* [Stated problem]
In the listing below, copy out verbatim every line from the one containing "Put a marker on each instance of the gloved hand" through the one containing "[(434, 136)]", including both of those lines.

* [Entries provided]
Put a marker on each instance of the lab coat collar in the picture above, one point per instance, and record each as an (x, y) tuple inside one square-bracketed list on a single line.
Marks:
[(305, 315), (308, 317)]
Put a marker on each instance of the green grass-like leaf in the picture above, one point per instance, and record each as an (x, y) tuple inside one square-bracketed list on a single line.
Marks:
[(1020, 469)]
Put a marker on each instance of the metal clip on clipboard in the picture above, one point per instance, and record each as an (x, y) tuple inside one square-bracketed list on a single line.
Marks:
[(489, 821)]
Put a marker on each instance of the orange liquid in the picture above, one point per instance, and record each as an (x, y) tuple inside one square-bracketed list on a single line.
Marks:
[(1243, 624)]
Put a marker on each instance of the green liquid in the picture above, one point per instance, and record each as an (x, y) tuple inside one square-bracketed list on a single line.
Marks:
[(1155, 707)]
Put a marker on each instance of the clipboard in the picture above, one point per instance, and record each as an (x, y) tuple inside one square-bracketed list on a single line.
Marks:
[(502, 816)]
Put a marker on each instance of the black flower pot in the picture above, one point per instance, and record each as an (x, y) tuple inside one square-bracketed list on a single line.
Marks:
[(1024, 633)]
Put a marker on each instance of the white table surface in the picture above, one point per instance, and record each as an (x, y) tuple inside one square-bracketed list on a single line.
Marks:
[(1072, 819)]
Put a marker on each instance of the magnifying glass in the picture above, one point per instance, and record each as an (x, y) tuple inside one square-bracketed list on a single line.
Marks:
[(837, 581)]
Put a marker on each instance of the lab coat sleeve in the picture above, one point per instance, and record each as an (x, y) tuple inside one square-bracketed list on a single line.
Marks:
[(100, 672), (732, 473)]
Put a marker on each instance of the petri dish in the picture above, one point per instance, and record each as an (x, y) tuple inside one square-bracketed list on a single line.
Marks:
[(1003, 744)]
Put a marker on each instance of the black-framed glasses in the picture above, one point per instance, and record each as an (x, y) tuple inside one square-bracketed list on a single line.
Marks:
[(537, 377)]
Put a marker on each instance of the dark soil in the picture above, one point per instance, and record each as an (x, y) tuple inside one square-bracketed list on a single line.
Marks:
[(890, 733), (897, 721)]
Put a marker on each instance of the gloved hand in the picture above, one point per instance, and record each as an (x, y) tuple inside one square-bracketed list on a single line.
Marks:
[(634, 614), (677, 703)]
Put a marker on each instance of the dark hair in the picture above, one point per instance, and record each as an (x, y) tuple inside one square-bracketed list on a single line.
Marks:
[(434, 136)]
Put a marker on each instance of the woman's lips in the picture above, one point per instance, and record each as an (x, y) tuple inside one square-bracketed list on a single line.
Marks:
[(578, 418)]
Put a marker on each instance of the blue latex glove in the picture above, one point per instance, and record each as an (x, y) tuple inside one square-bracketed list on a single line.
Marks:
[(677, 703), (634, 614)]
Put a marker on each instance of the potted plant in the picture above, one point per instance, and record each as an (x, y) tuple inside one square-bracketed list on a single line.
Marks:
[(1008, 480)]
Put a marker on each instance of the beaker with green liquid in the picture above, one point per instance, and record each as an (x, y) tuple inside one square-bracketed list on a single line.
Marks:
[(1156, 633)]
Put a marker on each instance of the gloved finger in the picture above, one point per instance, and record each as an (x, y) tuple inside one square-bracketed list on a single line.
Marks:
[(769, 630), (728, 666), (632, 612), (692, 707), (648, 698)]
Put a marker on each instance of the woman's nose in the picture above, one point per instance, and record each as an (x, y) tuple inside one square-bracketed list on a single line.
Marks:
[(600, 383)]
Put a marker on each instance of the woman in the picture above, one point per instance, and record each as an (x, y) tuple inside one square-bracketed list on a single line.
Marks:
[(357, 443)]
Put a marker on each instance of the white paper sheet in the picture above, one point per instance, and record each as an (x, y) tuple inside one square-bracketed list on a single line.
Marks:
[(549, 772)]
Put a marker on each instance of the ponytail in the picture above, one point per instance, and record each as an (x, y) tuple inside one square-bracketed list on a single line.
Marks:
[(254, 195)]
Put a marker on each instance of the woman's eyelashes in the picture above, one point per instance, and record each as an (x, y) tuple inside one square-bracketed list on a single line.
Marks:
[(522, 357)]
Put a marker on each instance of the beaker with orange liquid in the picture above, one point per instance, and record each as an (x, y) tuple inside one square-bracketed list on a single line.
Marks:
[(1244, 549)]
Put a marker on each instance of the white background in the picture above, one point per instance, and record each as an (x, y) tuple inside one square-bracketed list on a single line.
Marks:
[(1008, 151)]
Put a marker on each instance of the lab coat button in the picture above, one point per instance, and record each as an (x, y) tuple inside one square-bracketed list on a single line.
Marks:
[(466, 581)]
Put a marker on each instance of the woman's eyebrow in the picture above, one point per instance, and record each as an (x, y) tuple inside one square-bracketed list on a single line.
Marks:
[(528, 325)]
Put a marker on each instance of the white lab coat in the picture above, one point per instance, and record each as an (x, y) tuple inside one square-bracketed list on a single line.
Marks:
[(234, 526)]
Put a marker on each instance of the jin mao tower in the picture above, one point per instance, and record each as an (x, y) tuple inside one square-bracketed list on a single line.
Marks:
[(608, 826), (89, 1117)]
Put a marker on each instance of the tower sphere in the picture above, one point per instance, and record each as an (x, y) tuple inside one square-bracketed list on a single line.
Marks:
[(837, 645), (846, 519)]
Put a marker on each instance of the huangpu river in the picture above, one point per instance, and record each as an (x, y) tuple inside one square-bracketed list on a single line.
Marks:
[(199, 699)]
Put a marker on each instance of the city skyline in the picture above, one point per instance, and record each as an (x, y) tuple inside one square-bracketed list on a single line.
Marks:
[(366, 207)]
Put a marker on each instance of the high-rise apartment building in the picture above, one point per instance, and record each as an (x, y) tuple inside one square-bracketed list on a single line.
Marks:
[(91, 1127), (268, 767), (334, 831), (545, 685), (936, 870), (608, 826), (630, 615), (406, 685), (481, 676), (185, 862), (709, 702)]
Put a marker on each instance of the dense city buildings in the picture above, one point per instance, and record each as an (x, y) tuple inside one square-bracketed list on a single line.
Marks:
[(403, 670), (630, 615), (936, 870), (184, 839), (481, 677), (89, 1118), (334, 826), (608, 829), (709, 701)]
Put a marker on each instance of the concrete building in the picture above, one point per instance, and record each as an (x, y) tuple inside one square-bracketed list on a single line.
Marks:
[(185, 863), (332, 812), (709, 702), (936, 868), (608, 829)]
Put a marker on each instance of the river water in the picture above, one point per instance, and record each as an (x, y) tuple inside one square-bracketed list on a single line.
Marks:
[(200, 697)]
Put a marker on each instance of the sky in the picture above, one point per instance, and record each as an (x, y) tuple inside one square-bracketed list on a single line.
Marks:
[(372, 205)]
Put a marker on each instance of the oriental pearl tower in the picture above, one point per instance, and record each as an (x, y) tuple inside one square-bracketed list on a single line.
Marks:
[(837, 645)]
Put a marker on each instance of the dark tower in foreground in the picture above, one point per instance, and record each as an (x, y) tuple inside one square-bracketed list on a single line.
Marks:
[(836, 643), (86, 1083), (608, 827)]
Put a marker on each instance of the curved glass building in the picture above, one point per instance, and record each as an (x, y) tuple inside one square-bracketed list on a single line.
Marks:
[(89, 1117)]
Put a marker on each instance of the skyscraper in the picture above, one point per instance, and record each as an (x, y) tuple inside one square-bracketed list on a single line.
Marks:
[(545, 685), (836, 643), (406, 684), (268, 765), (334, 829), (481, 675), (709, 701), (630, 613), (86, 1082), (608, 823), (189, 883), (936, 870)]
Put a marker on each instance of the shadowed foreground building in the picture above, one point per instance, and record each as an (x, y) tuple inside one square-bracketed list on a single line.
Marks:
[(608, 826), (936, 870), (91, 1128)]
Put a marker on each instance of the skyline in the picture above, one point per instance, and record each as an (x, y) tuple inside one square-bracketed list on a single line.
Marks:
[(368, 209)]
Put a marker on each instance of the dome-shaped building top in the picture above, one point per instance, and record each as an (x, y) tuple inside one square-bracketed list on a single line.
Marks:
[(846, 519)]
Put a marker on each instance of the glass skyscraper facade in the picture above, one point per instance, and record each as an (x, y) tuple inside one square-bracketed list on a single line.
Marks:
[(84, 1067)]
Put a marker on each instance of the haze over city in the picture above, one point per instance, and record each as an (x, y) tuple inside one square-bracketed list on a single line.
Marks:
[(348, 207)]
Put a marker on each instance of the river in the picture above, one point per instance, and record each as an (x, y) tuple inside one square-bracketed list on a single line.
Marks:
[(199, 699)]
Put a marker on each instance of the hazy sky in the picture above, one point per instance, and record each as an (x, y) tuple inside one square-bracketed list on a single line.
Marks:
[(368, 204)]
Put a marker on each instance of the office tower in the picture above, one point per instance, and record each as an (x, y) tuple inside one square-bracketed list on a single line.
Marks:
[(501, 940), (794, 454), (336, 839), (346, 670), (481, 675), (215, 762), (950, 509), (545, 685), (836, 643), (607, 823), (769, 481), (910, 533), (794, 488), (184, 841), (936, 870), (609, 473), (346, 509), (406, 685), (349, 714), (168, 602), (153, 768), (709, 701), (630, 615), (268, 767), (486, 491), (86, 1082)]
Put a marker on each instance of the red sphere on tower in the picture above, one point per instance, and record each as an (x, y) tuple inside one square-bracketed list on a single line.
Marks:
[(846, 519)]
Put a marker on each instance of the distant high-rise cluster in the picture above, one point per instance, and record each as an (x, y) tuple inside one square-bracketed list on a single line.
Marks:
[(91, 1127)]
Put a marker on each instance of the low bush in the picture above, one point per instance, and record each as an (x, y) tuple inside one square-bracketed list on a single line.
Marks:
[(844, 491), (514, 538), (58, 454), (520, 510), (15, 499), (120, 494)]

* [Response to the exercise]
Put a marker on each instance of the gloved hand in the picture above, one point per instance, and record each as an (x, y) tuple inside one square-bracketed list on a single line.
Marks:
[(634, 614), (677, 703)]
Put a marker on each instance of the dark hair in the picture above, one point per instance, and record each as an (x, y) tuple inside one square-bracketed list on a single line.
Marks:
[(434, 136)]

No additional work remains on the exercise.